Would it be possible to quote, exactly and in full, the lines from the one with "column 252, row 269" through the end of the entries below?

Start of Raw data

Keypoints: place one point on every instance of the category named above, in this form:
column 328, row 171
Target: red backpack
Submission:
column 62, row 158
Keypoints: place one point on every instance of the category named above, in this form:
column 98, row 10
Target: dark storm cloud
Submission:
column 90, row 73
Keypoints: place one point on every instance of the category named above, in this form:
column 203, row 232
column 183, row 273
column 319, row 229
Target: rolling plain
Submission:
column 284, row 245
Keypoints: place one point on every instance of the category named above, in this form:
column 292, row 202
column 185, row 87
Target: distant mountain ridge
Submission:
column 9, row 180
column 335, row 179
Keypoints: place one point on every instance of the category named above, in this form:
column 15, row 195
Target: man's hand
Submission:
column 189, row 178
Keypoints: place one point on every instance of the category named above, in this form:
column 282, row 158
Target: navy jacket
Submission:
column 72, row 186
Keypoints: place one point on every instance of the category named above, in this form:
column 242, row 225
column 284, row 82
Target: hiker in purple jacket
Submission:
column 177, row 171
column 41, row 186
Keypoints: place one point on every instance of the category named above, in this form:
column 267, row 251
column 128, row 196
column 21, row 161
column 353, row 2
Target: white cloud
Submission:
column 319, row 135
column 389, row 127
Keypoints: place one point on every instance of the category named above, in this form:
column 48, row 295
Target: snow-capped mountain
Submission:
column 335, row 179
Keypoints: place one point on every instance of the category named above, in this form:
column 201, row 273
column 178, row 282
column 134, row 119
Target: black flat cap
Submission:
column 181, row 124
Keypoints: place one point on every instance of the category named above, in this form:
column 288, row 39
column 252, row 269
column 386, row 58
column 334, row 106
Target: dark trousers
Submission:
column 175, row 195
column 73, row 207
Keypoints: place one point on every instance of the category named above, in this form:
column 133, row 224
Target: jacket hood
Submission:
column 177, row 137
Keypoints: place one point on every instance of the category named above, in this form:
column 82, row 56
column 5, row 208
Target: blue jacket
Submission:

End of Raw data

Result ::
column 252, row 269
column 386, row 58
column 334, row 106
Target: dark trousers
Submission:
column 175, row 195
column 73, row 207
Keypoints: place one point on every instance of the category named above, in this form:
column 133, row 224
Target: jacket hood
Submission:
column 177, row 137
Keypoints: place one point on every instance of the category named above, in this form:
column 82, row 56
column 5, row 208
Target: blue jacket
Submission:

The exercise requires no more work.